● Texte source:
Pour le premier programme de saison, le CCN de Nancy joue d’audace et de dissonance virtuose en proposant un diptyque dans l’air du temps, composé d’une pièce de Loïc Touzé, tout en lenteur retenue, et une de Maud Le Pladec, véritable feu d’artifice chorégraphique et visuel.
Dans le cadre de la 19e édition des jardins éphémères, rendez-vous incontournable de l’automne pour les Nancéens, la place Stanislas a mis ses habits de verdure, faisant presque oublier les bâtiments éclairés de rose qui font sa renommée architecturale. Devant l’Opéra national, c’est pourtant l’effervescence des soirs de première. En basquettes, jeans pour les uns, en robe de soirée pour les autres, les spectateurs entrent par flots, curieux de découvrir le premier programme de saison concocté par Petter Jacobsson, directeur artistique depuis 2011 du Ballet de Lorraine. Clairement, ils ne vont pas être déçus. En mettant face à face, le travail, tout en délicatesse, de Loïc Touzé et celui, tout en énergie tendue, de Maud Le Pladec, le chorégraphe d’origine suédois crée le choc et fait briller encore un peu plus haut la virtuosité de la troupe.

● Travail demandé:
a - Dans le texte sur le premier programme de saison du CCN de Nancy, depuis quelle année Petter Jacobsson dirige-t-il le Ballet de Lorraine ?
b - Recopiez mot pour mot la partie des entrées qui s'ouvre au tout début des entrées et se ferme sur la ligne contenant « point(52, 104) », cette dernière incluse. Laissez les images de côté dans votre réponse.
Les entrées n'ont aucun lien avec le texte.

● Les entrées:
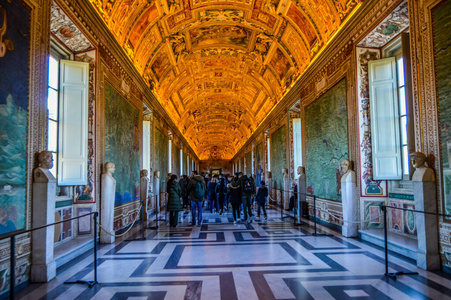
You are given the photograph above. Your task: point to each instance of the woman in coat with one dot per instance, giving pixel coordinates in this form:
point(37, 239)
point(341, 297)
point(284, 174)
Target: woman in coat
point(262, 194)
point(235, 200)
point(211, 194)
point(174, 205)
point(221, 191)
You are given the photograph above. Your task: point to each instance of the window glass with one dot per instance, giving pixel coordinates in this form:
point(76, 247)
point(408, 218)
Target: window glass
point(53, 136)
point(53, 72)
point(55, 163)
point(404, 130)
point(402, 101)
point(401, 71)
point(405, 161)
point(52, 104)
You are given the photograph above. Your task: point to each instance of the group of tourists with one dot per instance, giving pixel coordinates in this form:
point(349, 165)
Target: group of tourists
point(217, 191)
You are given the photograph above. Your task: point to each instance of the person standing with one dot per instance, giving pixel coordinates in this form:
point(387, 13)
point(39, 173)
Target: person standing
point(247, 187)
point(183, 184)
point(261, 197)
point(234, 193)
point(211, 194)
point(174, 205)
point(221, 190)
point(196, 190)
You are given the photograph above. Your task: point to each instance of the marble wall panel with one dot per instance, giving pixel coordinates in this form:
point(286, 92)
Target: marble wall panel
point(14, 103)
point(326, 129)
point(122, 144)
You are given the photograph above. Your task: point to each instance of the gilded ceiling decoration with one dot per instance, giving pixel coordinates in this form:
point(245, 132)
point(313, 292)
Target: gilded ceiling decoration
point(65, 30)
point(395, 23)
point(219, 67)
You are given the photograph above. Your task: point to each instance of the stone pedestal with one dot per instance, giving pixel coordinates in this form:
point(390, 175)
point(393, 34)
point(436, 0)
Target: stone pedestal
point(108, 194)
point(428, 257)
point(144, 193)
point(43, 267)
point(349, 198)
point(286, 192)
point(156, 189)
point(302, 192)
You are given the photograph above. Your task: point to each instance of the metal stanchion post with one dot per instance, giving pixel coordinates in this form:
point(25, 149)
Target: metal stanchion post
point(391, 275)
point(384, 210)
point(314, 219)
point(142, 219)
point(12, 272)
point(94, 282)
point(314, 211)
point(95, 247)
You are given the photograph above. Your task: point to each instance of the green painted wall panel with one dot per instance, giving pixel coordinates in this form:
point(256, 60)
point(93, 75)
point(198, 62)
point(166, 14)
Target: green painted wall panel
point(326, 129)
point(122, 144)
point(161, 157)
point(278, 156)
point(442, 45)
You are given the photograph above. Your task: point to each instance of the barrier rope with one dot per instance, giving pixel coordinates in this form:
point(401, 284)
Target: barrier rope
point(355, 222)
point(344, 221)
point(119, 235)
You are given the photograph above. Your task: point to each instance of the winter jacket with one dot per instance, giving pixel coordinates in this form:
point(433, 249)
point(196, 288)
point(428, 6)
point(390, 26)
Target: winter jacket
point(262, 194)
point(211, 191)
point(241, 182)
point(183, 184)
point(221, 190)
point(175, 192)
point(235, 194)
point(190, 189)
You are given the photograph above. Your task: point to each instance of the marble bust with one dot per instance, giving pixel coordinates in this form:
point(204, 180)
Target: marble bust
point(108, 194)
point(422, 173)
point(143, 184)
point(285, 173)
point(144, 173)
point(42, 173)
point(348, 173)
point(301, 171)
point(45, 160)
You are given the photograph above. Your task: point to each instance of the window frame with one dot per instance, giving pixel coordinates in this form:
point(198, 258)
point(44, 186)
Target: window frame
point(398, 49)
point(57, 52)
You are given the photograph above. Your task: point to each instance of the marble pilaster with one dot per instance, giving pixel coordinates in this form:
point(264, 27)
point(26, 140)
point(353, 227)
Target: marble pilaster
point(43, 267)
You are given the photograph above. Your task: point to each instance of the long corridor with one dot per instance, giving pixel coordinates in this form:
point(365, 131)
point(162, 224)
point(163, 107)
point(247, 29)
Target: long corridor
point(266, 259)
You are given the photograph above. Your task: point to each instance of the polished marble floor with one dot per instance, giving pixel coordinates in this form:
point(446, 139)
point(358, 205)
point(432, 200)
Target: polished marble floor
point(267, 259)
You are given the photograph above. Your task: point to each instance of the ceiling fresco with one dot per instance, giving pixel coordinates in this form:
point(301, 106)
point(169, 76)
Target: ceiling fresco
point(219, 67)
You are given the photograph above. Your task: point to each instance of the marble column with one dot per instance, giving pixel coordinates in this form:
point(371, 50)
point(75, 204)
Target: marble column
point(108, 194)
point(156, 188)
point(144, 191)
point(286, 189)
point(424, 191)
point(349, 196)
point(302, 189)
point(43, 266)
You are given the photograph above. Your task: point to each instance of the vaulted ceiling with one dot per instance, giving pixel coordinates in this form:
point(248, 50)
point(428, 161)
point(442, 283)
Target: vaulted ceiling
point(218, 67)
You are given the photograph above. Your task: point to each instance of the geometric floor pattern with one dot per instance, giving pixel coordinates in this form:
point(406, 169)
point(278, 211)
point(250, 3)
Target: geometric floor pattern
point(269, 259)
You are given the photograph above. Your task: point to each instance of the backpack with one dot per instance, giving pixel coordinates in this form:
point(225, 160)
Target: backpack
point(199, 190)
point(248, 186)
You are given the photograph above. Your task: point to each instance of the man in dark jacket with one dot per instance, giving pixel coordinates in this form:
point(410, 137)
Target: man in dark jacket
point(195, 201)
point(246, 196)
point(183, 184)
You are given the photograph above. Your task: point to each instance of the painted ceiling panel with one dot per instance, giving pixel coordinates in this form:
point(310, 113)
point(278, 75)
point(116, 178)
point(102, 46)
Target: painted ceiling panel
point(218, 66)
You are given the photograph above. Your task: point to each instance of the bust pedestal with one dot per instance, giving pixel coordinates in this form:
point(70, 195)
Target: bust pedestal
point(107, 208)
point(43, 267)
point(428, 257)
point(286, 192)
point(302, 194)
point(144, 193)
point(156, 188)
point(350, 203)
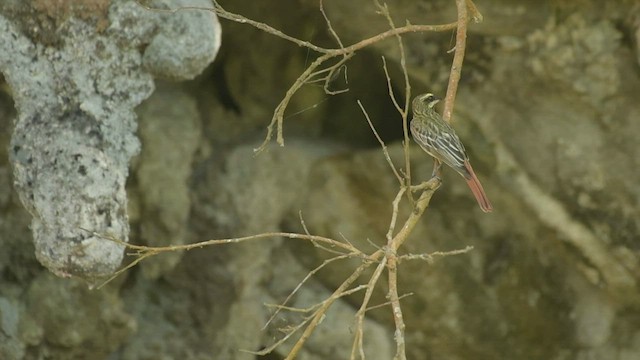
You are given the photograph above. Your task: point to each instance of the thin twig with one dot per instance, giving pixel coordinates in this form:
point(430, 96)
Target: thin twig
point(385, 151)
point(458, 57)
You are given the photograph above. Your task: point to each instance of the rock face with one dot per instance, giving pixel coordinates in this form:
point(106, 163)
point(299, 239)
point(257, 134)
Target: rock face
point(547, 109)
point(74, 135)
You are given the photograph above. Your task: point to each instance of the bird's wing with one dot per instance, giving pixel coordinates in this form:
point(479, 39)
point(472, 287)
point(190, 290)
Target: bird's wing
point(440, 142)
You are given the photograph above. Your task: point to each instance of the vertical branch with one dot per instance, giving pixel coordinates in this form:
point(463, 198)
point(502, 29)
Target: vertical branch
point(458, 57)
point(395, 308)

● Réponses:
a - Depuis 2011.

b -
You are given the photograph above. Your task: point to each instance of the woman in coat with one dot per instance, giving pixel coordinates in this form:
point(37, 239)
point(341, 297)
point(284, 174)
Target: woman in coat
point(262, 194)
point(235, 200)
point(211, 194)
point(174, 205)
point(221, 191)
You are given the photograph above. Your task: point to each instance of the window glass with one dot per instance, giving pixel coordinates in this form:
point(76, 247)
point(408, 218)
Target: window glass
point(53, 136)
point(53, 72)
point(55, 163)
point(404, 130)
point(402, 101)
point(401, 71)
point(405, 161)
point(52, 104)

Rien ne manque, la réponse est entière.